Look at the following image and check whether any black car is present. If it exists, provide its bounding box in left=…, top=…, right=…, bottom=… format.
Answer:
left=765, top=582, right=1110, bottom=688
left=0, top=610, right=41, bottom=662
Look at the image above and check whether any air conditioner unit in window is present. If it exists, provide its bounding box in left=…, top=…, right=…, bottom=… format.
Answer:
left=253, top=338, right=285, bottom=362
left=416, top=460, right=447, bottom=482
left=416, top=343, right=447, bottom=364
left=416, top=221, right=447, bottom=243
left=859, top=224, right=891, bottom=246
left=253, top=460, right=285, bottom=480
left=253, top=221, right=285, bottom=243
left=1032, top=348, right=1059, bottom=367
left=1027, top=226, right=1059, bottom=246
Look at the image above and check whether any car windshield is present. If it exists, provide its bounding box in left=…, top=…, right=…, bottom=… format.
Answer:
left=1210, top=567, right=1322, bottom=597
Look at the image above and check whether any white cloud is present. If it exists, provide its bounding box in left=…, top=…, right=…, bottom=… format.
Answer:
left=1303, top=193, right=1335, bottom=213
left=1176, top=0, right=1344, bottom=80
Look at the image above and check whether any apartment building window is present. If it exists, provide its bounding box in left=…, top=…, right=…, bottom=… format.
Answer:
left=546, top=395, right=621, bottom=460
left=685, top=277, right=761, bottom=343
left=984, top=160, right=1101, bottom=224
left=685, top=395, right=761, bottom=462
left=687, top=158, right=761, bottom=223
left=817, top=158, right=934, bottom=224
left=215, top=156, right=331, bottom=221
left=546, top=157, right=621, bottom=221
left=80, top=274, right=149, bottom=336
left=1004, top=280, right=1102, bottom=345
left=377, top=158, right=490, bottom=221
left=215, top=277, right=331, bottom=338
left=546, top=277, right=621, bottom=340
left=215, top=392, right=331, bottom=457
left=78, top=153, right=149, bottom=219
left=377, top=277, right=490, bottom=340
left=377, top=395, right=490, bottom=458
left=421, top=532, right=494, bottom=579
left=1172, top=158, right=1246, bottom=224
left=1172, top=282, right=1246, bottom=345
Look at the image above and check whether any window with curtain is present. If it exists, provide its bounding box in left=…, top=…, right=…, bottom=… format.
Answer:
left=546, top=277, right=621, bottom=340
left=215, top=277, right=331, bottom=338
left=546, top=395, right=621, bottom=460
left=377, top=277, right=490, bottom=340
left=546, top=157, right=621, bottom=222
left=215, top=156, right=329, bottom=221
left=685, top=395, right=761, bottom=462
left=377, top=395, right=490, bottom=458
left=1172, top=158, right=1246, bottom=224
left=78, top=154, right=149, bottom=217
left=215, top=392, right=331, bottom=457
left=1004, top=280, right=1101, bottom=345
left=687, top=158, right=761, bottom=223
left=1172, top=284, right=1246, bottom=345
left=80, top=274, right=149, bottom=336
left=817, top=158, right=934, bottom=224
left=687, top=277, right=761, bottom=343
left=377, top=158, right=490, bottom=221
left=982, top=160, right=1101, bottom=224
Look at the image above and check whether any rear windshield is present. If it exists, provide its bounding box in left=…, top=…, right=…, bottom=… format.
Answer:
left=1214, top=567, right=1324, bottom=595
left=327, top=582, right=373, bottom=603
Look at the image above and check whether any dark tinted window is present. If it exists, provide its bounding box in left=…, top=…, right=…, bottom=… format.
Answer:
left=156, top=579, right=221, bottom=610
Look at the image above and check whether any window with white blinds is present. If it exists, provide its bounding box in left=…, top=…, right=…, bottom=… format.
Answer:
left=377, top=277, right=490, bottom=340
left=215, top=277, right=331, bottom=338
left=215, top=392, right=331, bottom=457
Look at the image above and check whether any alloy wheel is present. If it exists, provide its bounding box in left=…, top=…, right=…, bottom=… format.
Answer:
========
*Your instructions*
Each line above is to be repeated exactly.

*Result of the exercise*
Look at the following image and check whether any black car is present. If it exists, provide its bounding box in left=…, top=…, right=…, bottom=… format.
Answer:
left=765, top=582, right=1110, bottom=688
left=0, top=610, right=41, bottom=662
Look at the image above and check whether any air conditioner unit in window is present. If it exists, provide its bounding box in left=…, top=…, right=…, bottom=… format.
Answer:
left=253, top=338, right=285, bottom=362
left=416, top=460, right=447, bottom=482
left=416, top=343, right=447, bottom=364
left=416, top=221, right=447, bottom=243
left=859, top=224, right=891, bottom=246
left=253, top=460, right=285, bottom=480
left=253, top=221, right=285, bottom=243
left=1032, top=348, right=1059, bottom=367
left=1027, top=226, right=1059, bottom=246
Look at the image above and check whether any car windshield is present. If it exists, provide its bounding box in left=…, top=…, right=…, bottom=… format.
Answer:
left=1210, top=567, right=1322, bottom=597
Look at the image above and check whether any white cloud is present. If it exists, provide its bounding box in left=…, top=…, right=…, bottom=… format.
Answer:
left=1303, top=193, right=1335, bottom=213
left=1176, top=0, right=1344, bottom=80
Look at the image above and check whether any apartment building window is present. If it exists, provide its bounding box in left=…, top=…, right=…, bottom=… format.
Answer:
left=546, top=395, right=621, bottom=460
left=685, top=277, right=761, bottom=343
left=984, top=160, right=1101, bottom=224
left=685, top=395, right=761, bottom=462
left=687, top=158, right=761, bottom=223
left=817, top=158, right=934, bottom=224
left=215, top=156, right=331, bottom=221
left=546, top=157, right=621, bottom=221
left=80, top=274, right=149, bottom=336
left=1004, top=280, right=1102, bottom=345
left=377, top=158, right=490, bottom=221
left=215, top=277, right=331, bottom=338
left=546, top=277, right=621, bottom=340
left=215, top=392, right=331, bottom=457
left=78, top=153, right=149, bottom=219
left=377, top=277, right=490, bottom=340
left=377, top=395, right=490, bottom=458
left=421, top=532, right=494, bottom=579
left=1172, top=158, right=1246, bottom=224
left=1172, top=282, right=1246, bottom=345
Look at the image above and check whether any window with curtain is present. If it exists, provide its bounding box in left=…, top=…, right=…, bottom=… format.
Answer:
left=546, top=277, right=621, bottom=340
left=215, top=277, right=331, bottom=338
left=546, top=395, right=621, bottom=460
left=377, top=277, right=490, bottom=340
left=546, top=157, right=621, bottom=222
left=215, top=156, right=329, bottom=221
left=685, top=395, right=761, bottom=462
left=377, top=395, right=490, bottom=458
left=1172, top=158, right=1246, bottom=224
left=78, top=154, right=149, bottom=217
left=215, top=392, right=331, bottom=457
left=1004, top=280, right=1101, bottom=345
left=687, top=158, right=761, bottom=223
left=1172, top=284, right=1246, bottom=345
left=80, top=274, right=149, bottom=336
left=817, top=158, right=934, bottom=224
left=687, top=277, right=761, bottom=343
left=377, top=158, right=490, bottom=221
left=982, top=160, right=1101, bottom=224
Look at the image above and check whether any rear windshield is present. If it exists, provide its bounding box in left=…, top=…, right=…, bottom=… format.
Answer:
left=1214, top=567, right=1324, bottom=595
left=327, top=582, right=373, bottom=603
Look at the image above and check whether any dark tinted window is present. If it exists, provide its bounding box in left=…, top=…, right=…, bottom=… format.
Answer:
left=156, top=579, right=221, bottom=610
Look at the image above and check whether any window with white blinds is present. If it exists, provide its bounding box in left=…, top=…, right=…, bottom=… format.
Answer:
left=377, top=277, right=490, bottom=340
left=215, top=277, right=331, bottom=338
left=215, top=392, right=331, bottom=457
Look at the image above and check whether any alloy wheel is present. If it exists, provide its bounding box in left=…, top=…, right=…, bottom=… format.
Answer:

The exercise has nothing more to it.